■ **Petikan Teks**
• • • •

Kawan-kawan dari GBI-KAU tetap dalam keadaan solid dan tidak sedang melakukan tindakan provokasi. Unjuk rasa damai.
Hakim:
Seberapa sering anda melakukan aksi?
Yoyok:
Sudah lama sekali, sejak sebelum Soehato jatuh. Masih melakukan aksi juga karena belum berubah. Sering. Tapi saya ingin mengatakan, ada satu periode dimana aksi hampir selalu dilakukan di malam hari,yaitu di hampir sepanjang 2012. Dulu, kawan-kawan buruh menyebutnya sebagai aksi “Grebek Pabrik” atau “Gruduk Pabrik.” Itu adalah aksi mogok pabrik yang didukung teman-teman buruh dari pabrik lain. Aksi itu tidak mengenal waktu. Polresnya Pak Wahyu yang dimutasi di Jaksel. Aksi bisa dimulai pagi jam 6-7, bisa diakhiri jam 9 malam. Atau sebaliknya, aksi bisa dimulai jam 11 malam. Bisa juga subuh atau selesainya subuh. Yang saya ikuti, di PT 3M di Tambun, aksi dimulai dari pagi, kalau tidak salah selesai jam 3 subuh. Ribuan orang yang datang.
Hakim:
Apa demonya sama seperti 30 Oktober?
Yoyok:
Tentu saja. Ada yel-yel, mobil komando, dalam jumlah besar, meski tidak sebesar tanggal 30. Dalam jumlah 5 ribu, kadang 10 ribu.
Hakim:
Bagaimana respons aparat kepolisian?
Yoyok:
Polisi membantu mengamankan, tapi tidak membubarkan. Pak Wahyu pernah ketemu juga. Pak Wahyu mengatakan, karena banyak pelanggaran dilakukan perusahaan dan tampaknya pemerintah tidak berdaya, dalam hal ini Dinas Tenaga kerja, apa boleh buat, karena ini berkaitan dengan hak-hak normatif buruh, maka buruh harus katakanlah semacam memaksa pengusaha mematuhi undang-undang, karena banyak pengusaha melanggar peraturan dalam hubungan kerja, seperti kontrak terus menerus, kontrak terus sampai tua. Kedua, outsourcing. Karena menyadari ketidakberdayaan pemerintah, buruh menuntut sendiri. Dan itu berlangsung setiap hari dalam 6-7 bulan.. Demonstrasi siang, subuh.

• • • •

■ **Catatan Data**
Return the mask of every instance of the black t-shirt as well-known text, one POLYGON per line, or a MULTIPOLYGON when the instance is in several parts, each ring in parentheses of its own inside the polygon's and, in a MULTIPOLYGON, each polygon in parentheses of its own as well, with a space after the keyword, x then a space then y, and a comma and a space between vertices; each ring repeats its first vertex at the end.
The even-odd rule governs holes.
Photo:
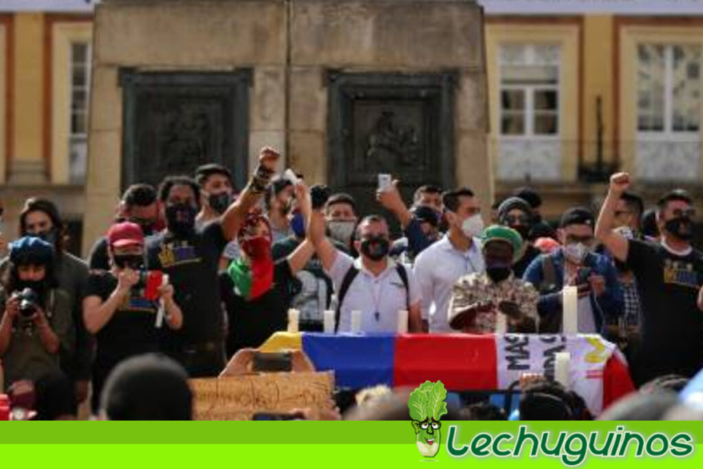
MULTIPOLYGON (((86 296, 105 301, 117 286, 117 279, 108 271, 93 271, 88 278, 86 296)), ((159 304, 147 300, 133 289, 110 321, 96 334, 98 363, 115 363, 129 356, 156 352, 159 330, 155 327, 159 304)), ((163 327, 165 327, 165 323, 163 327)))
POLYGON ((636 380, 671 373, 692 376, 703 367, 703 253, 672 254, 660 244, 631 240, 627 259, 642 305, 641 351, 636 380))
POLYGON ((110 270, 108 238, 103 236, 93 245, 88 255, 88 266, 93 270, 110 270))
POLYGON ((183 328, 169 334, 170 347, 222 340, 217 268, 226 243, 218 221, 189 239, 176 239, 166 232, 146 239, 147 268, 168 274, 174 300, 183 311, 183 328))
POLYGON ((274 332, 285 330, 294 279, 288 259, 282 259, 274 264, 271 289, 253 301, 246 301, 235 293, 229 276, 221 274, 222 300, 229 322, 228 356, 241 348, 258 347, 274 332))

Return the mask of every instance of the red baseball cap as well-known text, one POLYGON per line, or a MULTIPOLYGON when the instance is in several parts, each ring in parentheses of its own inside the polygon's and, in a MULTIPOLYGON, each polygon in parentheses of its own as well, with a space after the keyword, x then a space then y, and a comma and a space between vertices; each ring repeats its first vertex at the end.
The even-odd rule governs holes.
POLYGON ((108 243, 110 246, 122 248, 130 245, 143 245, 144 233, 136 223, 123 221, 112 225, 108 231, 108 243))

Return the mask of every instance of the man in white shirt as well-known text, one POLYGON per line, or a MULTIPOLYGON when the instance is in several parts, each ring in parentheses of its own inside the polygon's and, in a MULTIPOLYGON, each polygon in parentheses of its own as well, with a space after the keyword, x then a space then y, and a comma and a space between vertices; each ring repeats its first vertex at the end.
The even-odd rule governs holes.
POLYGON ((325 219, 314 212, 309 236, 337 292, 337 330, 352 330, 352 311, 361 313, 361 332, 395 332, 401 310, 408 311, 410 332, 422 332, 420 290, 412 271, 388 257, 390 238, 385 219, 366 217, 356 228, 359 257, 338 250, 325 236, 325 219))
POLYGON ((461 188, 442 195, 449 225, 446 234, 415 259, 415 276, 423 299, 423 319, 431 333, 452 332, 449 300, 457 281, 485 269, 481 242, 484 229, 481 207, 473 191, 461 188))

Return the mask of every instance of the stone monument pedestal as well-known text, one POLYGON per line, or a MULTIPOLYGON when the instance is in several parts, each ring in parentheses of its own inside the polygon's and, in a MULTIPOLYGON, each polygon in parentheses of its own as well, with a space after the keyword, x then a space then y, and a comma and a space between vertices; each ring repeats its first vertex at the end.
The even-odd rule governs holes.
POLYGON ((127 185, 204 161, 241 184, 264 145, 362 207, 375 174, 391 172, 407 193, 469 186, 488 212, 472 1, 105 0, 93 63, 86 243, 127 185))

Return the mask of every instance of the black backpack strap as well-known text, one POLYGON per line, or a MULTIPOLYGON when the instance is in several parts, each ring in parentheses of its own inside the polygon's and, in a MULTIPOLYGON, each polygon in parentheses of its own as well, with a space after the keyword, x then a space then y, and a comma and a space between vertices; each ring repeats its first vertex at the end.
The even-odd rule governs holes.
POLYGON ((339 330, 340 328, 342 303, 344 300, 344 297, 347 296, 347 292, 349 291, 349 287, 352 286, 352 282, 354 281, 357 275, 359 275, 359 269, 352 265, 347 271, 347 274, 344 274, 344 278, 342 280, 342 285, 340 285, 340 294, 337 297, 337 311, 335 311, 335 333, 339 330))
POLYGON ((557 269, 550 255, 542 256, 542 283, 539 285, 541 293, 546 293, 554 289, 557 284, 557 269))
POLYGON ((396 271, 398 272, 398 276, 405 286, 405 303, 406 307, 410 309, 410 282, 408 281, 408 271, 405 269, 404 265, 399 262, 396 264, 396 271))
MULTIPOLYGON (((539 285, 540 295, 550 293, 557 285, 557 269, 551 255, 542 256, 542 283, 539 285)), ((540 316, 537 330, 541 334, 558 334, 562 328, 562 315, 540 316)))

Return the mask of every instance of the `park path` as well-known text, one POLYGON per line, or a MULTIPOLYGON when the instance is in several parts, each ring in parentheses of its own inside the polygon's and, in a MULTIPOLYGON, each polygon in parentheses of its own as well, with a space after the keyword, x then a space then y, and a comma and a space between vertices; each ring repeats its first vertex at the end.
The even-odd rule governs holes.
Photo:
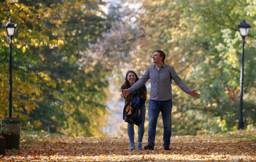
POLYGON ((174 136, 171 151, 164 150, 161 136, 154 151, 128 151, 127 137, 27 136, 18 151, 9 151, 0 156, 0 161, 256 161, 256 142, 251 135, 174 136))

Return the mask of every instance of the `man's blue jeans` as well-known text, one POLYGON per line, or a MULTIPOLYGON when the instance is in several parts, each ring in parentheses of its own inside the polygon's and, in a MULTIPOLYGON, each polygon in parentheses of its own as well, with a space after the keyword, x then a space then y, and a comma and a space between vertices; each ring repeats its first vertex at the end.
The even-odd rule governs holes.
POLYGON ((164 101, 150 100, 148 106, 148 143, 155 145, 156 128, 161 112, 164 123, 164 145, 170 145, 172 136, 172 99, 164 101))
MULTIPOLYGON (((140 110, 140 114, 142 115, 142 122, 138 126, 138 142, 142 142, 143 136, 144 135, 144 123, 145 123, 145 114, 146 114, 146 106, 145 105, 140 110)), ((130 143, 134 144, 134 124, 128 123, 127 132, 129 136, 130 143)))

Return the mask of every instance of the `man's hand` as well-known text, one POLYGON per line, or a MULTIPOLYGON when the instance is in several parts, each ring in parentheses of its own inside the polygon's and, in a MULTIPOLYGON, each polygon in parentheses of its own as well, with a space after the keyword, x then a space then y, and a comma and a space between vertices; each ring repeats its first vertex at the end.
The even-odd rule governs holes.
POLYGON ((121 94, 122 97, 126 97, 130 94, 129 91, 127 89, 122 89, 122 91, 121 94))
POLYGON ((192 97, 193 97, 193 99, 199 99, 200 98, 200 95, 199 95, 198 93, 197 93, 195 91, 197 91, 197 89, 192 89, 190 91, 190 95, 192 97))

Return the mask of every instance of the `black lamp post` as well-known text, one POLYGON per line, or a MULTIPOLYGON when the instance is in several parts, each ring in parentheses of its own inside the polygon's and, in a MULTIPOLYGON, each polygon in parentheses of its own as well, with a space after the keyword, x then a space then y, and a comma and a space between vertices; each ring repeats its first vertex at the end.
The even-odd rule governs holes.
POLYGON ((13 75, 12 75, 12 56, 11 56, 11 40, 15 30, 15 26, 13 22, 11 22, 11 17, 9 19, 9 22, 5 24, 6 30, 7 31, 7 35, 9 37, 9 117, 12 117, 12 101, 13 101, 13 75))
POLYGON ((240 73, 240 108, 239 108, 239 118, 238 120, 238 130, 243 128, 243 59, 244 59, 244 46, 245 36, 248 34, 249 28, 251 26, 243 20, 238 27, 240 30, 240 34, 243 38, 242 47, 242 58, 241 60, 241 73, 240 73))

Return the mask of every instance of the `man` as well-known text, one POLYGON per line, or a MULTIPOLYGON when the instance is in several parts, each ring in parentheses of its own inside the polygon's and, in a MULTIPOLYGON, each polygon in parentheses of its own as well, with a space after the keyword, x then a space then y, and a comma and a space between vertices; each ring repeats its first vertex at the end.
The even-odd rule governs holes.
POLYGON ((156 50, 153 54, 153 63, 155 64, 148 67, 144 75, 131 87, 123 89, 121 97, 126 97, 130 93, 139 89, 150 79, 151 91, 148 106, 148 144, 144 149, 154 150, 156 138, 156 127, 161 112, 164 123, 164 147, 170 149, 172 135, 171 114, 172 109, 172 79, 185 93, 190 94, 194 99, 200 95, 195 92, 197 89, 190 89, 176 73, 174 67, 164 63, 166 54, 162 50, 156 50))

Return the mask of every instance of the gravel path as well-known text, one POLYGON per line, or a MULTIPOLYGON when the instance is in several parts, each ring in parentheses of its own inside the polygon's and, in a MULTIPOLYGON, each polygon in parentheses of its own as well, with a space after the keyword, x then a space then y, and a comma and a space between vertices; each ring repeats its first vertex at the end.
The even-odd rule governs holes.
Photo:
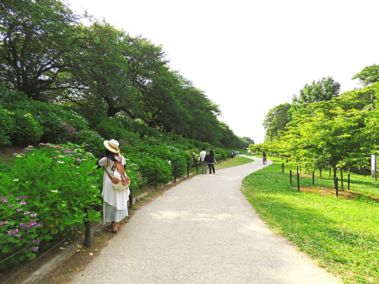
POLYGON ((216 165, 216 174, 196 176, 142 206, 71 283, 341 283, 269 230, 245 198, 243 178, 264 166, 254 159, 216 165))

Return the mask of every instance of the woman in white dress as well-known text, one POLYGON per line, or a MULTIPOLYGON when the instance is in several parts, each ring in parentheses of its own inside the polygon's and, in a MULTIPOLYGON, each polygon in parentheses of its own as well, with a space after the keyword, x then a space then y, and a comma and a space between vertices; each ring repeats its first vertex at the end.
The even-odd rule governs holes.
POLYGON ((115 162, 121 162, 124 167, 125 167, 125 158, 120 153, 118 142, 114 139, 106 140, 104 141, 104 145, 105 153, 96 162, 99 166, 98 167, 103 167, 104 170, 101 193, 104 200, 103 223, 111 222, 111 225, 105 230, 116 234, 118 231, 120 221, 128 215, 128 200, 130 192, 128 187, 124 190, 115 189, 112 186, 112 181, 106 172, 113 176, 115 162))

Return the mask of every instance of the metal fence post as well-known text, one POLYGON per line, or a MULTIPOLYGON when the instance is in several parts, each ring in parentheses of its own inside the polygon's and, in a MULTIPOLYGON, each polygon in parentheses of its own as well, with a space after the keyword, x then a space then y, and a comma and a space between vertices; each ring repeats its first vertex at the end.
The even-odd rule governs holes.
POLYGON ((158 189, 158 169, 155 169, 155 190, 156 190, 158 189))
POLYGON ((133 190, 132 188, 130 188, 130 194, 129 195, 129 208, 133 208, 133 190))
POLYGON ((298 173, 298 191, 300 191, 300 183, 299 181, 299 173, 298 173))
MULTIPOLYGON (((85 211, 86 213, 87 213, 87 208, 85 208, 85 211)), ((91 223, 89 220, 86 221, 84 222, 84 225, 86 226, 86 231, 84 232, 84 243, 86 247, 90 248, 91 247, 91 223)))

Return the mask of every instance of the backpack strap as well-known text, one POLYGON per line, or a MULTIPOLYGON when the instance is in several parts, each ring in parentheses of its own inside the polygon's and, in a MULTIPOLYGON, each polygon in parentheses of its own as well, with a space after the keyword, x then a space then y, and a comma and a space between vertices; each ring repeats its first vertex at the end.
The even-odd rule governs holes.
POLYGON ((111 180, 112 179, 113 179, 113 178, 112 178, 111 176, 111 175, 109 174, 109 173, 108 172, 108 171, 107 170, 106 170, 105 169, 105 167, 103 167, 103 170, 104 170, 104 172, 105 172, 106 173, 106 174, 108 175, 108 176, 109 177, 109 178, 110 179, 111 179, 111 180))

• • • •

■ **Tugas**
#1 Ringkaslah paragraf dalam petikan teks yang diawali dengan "Polisi membantu mengamankan" menjadi daftar butir dan pertahankan fakta-fakta utamanya.
#2 Cetaklah secara persis bagian petikan teks yang dimulai dengan "Kawan-kawan dari GBI-KAU" dan berlanjut hingga "anda melakukan aksi?".

■ **Latihan yang Diselesaikan**
#1
- Polisi membantu mengamankan aksi, tetapi tidak membubarkannya.
- Pak Wahyu pernah bertemu juga.
- Menurut Pak Wahyu, perusahaan banyak melakukan pelanggaran, sedangkan pemerintah, dalam hal ini Dinas Tenaga Kerja, tampak tidak berdaya.
- Karena menyangkut hak-hak normatif buruh, buruh harus semacam memaksa pengusaha mematuhi undang-undang.
- Pelanggaran yang disebut ialah kontrak terus-menerus hingga tua dan outsourcing.
- Karena menyadari ketidakberdayaan pemerintah, buruh menuntut sendiri.
- Demonstrasi berlangsung setiap hari selama 6–7 bulan, pada siang hari dan subuh.

#2
Kawan-kawan dari GBI-KAU tetap dalam keadaan solid dan tidak sedang melakukan tindakan provokasi. Unjuk rasa damai.
Hakim:
Seberapa sering anda melakukan aksi?